* begin EXTRACTED MATERIAL *

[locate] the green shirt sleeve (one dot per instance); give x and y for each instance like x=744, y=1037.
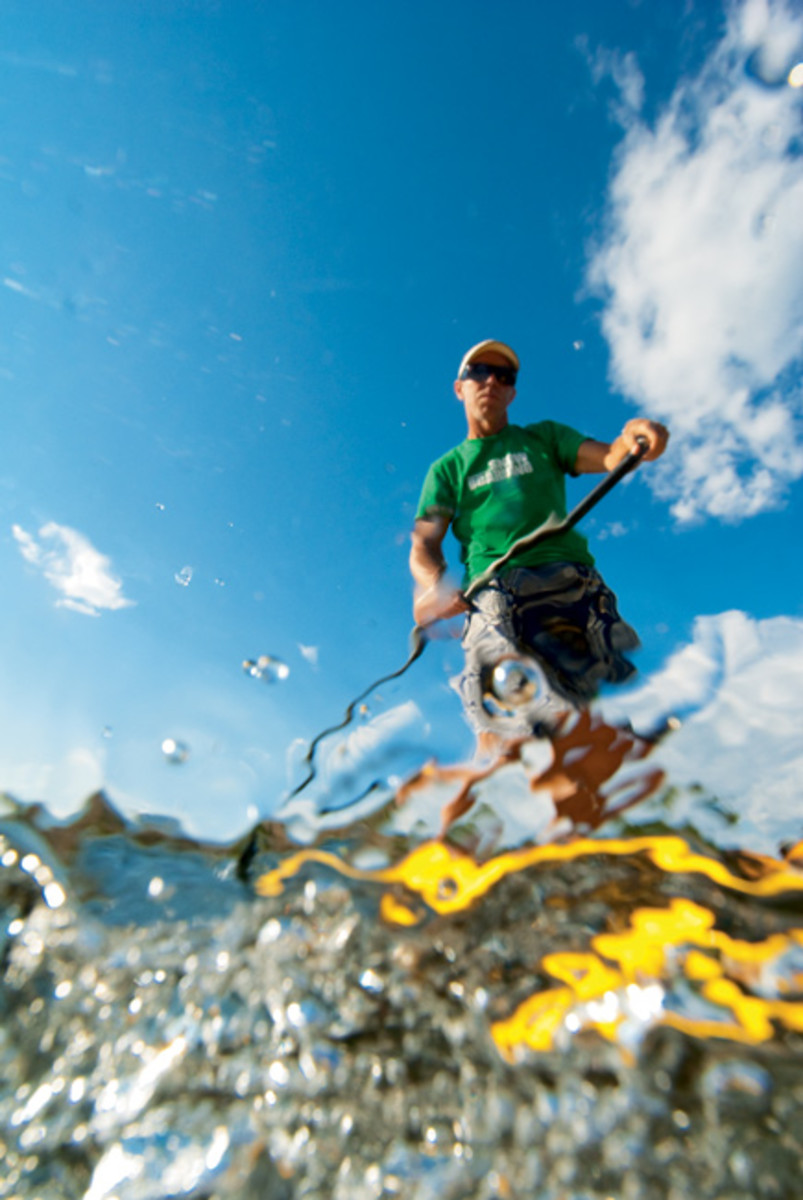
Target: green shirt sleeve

* end EXTRACTED MATERIAL *
* begin EXTRACTED MATERIAL *

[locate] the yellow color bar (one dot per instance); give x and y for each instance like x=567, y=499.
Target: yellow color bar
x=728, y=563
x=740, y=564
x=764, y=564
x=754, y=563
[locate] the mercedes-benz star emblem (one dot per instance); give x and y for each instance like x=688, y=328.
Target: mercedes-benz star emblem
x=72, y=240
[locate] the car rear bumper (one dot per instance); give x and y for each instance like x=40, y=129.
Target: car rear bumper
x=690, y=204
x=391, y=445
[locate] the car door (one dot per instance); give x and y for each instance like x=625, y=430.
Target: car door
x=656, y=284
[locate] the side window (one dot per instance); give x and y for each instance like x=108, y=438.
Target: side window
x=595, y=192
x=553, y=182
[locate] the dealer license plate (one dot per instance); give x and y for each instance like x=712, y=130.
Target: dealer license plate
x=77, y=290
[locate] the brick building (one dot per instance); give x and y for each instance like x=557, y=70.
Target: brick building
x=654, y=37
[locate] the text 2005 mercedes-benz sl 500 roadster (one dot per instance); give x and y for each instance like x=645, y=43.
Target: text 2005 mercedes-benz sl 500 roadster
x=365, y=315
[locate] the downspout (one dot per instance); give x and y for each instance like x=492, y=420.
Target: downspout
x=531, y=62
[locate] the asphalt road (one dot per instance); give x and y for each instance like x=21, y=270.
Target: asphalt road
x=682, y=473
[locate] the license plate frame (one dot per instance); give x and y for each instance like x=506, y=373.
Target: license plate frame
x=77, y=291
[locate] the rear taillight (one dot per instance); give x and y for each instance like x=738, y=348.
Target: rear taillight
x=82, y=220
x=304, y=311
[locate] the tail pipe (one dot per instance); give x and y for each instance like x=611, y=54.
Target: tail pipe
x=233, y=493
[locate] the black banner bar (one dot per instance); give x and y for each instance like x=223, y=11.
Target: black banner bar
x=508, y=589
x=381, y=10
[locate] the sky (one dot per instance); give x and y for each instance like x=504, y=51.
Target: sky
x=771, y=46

* end EXTRACTED MATERIAL *

■ **DESCRIPTION OF THE TASK**
Extract the rows word for word, beginning at the line that contains "[locate] the green" and stopping after the line that contains "Target: green shirt sleeve". Leave the pictures out of your answer.

■ **RESULT**
[locate] the green shirt sleeve (one dot per instance); give x and y for each instance like x=744, y=1037.
Target: green shirt sleeve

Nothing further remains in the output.